YOUR OBJECTIVE
Find the line that contains "Q: Locate the arm". Output it and every line after it to the end of the records, exactly as they appear.

Location annotation dataset excerpts
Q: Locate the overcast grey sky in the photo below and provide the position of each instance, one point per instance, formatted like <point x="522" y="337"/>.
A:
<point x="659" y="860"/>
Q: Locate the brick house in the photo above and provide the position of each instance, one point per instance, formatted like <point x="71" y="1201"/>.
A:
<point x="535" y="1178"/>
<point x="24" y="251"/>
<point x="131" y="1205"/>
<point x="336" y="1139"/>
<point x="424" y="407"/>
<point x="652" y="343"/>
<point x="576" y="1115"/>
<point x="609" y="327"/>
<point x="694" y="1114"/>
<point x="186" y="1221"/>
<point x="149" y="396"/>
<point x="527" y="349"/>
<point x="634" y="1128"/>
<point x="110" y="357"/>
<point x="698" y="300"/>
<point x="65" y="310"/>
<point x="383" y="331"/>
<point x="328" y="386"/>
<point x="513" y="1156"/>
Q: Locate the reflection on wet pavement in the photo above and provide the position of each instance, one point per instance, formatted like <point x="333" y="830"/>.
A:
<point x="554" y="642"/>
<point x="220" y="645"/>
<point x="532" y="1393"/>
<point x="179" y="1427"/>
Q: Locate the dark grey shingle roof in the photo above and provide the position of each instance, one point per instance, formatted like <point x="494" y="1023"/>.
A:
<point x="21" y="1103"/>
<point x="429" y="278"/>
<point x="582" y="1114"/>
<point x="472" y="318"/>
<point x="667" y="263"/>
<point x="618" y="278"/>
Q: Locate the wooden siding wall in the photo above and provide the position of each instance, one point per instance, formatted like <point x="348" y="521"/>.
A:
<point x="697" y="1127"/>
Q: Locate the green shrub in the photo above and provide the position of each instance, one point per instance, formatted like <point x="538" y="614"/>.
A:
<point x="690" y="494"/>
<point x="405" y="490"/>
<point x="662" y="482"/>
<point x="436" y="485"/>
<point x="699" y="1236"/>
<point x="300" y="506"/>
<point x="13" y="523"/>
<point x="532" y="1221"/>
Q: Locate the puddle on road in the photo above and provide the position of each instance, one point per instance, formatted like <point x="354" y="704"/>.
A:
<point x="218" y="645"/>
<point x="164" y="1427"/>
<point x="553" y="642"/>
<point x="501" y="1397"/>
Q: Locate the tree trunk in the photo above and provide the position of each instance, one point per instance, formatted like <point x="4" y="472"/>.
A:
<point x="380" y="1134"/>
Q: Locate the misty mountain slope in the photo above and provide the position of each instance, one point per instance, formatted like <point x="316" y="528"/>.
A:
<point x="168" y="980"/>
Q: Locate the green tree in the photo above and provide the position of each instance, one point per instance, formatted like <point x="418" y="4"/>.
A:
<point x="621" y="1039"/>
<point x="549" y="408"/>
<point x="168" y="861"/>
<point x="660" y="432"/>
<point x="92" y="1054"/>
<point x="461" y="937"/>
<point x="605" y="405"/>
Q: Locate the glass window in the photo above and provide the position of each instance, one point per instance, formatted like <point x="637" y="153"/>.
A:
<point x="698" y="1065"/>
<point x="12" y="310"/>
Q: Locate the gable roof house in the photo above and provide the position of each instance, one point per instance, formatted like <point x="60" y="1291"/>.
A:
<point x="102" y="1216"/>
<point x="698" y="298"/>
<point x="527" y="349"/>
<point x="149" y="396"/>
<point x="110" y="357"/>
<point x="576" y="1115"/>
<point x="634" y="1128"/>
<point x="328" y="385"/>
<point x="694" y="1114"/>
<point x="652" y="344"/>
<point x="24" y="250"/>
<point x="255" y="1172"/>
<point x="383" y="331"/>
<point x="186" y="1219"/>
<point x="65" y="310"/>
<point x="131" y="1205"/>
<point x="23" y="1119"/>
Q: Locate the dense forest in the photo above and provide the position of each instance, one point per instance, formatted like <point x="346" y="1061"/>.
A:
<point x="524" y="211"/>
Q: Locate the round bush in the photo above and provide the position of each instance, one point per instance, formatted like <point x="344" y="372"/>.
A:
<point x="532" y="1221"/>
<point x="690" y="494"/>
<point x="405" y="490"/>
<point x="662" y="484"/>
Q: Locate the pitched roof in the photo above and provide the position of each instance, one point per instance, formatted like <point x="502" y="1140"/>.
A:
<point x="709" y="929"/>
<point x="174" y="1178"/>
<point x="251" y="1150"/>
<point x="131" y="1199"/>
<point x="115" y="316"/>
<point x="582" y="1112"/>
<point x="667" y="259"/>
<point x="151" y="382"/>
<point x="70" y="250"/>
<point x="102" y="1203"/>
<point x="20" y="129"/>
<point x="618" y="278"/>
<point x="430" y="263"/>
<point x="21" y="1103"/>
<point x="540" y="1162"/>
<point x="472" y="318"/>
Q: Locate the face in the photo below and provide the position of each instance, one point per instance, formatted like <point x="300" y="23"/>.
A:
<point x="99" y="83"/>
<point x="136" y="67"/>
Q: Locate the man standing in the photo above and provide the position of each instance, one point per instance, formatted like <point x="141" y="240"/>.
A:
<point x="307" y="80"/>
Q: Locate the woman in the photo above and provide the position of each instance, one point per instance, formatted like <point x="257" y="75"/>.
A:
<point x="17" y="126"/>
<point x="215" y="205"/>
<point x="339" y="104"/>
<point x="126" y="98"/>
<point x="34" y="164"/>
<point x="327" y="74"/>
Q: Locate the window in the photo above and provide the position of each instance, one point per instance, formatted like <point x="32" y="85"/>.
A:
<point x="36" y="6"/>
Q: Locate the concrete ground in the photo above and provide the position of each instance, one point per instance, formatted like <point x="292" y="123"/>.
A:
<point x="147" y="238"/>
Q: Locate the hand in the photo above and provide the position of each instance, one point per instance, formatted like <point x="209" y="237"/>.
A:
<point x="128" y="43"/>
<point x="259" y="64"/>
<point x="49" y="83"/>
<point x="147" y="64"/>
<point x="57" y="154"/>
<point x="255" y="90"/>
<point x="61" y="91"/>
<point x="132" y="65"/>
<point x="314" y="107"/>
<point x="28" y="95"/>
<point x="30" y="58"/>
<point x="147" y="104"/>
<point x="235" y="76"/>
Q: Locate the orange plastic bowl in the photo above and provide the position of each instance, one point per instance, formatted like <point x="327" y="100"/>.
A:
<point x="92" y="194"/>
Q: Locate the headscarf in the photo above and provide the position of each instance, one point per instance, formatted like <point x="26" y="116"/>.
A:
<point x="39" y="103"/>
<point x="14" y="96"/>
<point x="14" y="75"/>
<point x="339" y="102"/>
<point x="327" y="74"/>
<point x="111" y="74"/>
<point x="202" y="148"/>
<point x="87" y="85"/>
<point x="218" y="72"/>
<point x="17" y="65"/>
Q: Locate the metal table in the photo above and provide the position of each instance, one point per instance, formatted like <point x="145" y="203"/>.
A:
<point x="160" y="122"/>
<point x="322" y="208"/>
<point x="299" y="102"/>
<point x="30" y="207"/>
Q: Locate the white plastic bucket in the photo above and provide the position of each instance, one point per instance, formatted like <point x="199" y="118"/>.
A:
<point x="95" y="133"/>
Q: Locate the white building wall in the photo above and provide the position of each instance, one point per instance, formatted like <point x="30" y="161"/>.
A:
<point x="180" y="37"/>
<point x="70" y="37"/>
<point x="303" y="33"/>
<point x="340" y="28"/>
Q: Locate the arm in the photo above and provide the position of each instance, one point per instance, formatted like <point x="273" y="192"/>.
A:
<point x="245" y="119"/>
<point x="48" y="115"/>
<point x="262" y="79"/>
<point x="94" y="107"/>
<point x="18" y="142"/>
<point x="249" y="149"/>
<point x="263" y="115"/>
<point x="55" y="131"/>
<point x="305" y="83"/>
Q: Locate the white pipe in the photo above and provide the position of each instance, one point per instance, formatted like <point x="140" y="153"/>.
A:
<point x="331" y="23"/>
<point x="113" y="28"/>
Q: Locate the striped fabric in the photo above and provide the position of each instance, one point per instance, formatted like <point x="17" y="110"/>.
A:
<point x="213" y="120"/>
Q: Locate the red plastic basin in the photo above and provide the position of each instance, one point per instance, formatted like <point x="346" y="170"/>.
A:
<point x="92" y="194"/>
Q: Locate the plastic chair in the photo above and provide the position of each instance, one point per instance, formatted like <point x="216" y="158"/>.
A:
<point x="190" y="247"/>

OUTPUT OF THE TASK
Q: Locate the arm in the photo above and provide the position of each instance, one point per instance, formatted like <point x="273" y="192"/>.
A:
<point x="245" y="119"/>
<point x="48" y="115"/>
<point x="262" y="79"/>
<point x="94" y="107"/>
<point x="18" y="142"/>
<point x="249" y="149"/>
<point x="263" y="115"/>
<point x="55" y="131"/>
<point x="305" y="83"/>
Q: Locate the white pipe in the photo above and provide the position of each instance, one point per instance, formatted like <point x="140" y="153"/>.
A:
<point x="331" y="23"/>
<point x="113" y="28"/>
Q: Locate the striped fabric in the photo above and provide the position of each instance, one point per instance, formatted like <point x="17" y="110"/>.
A:
<point x="213" y="120"/>
Q: Locate the red plastic basin in the photo above and provide the position of each instance, one point per instance, formatted like <point x="346" y="170"/>.
A:
<point x="92" y="194"/>
Q: Locate the plastic chair in the photo above and provide the position of each instance, one point per instance, formatted like <point x="216" y="158"/>.
A:
<point x="190" y="247"/>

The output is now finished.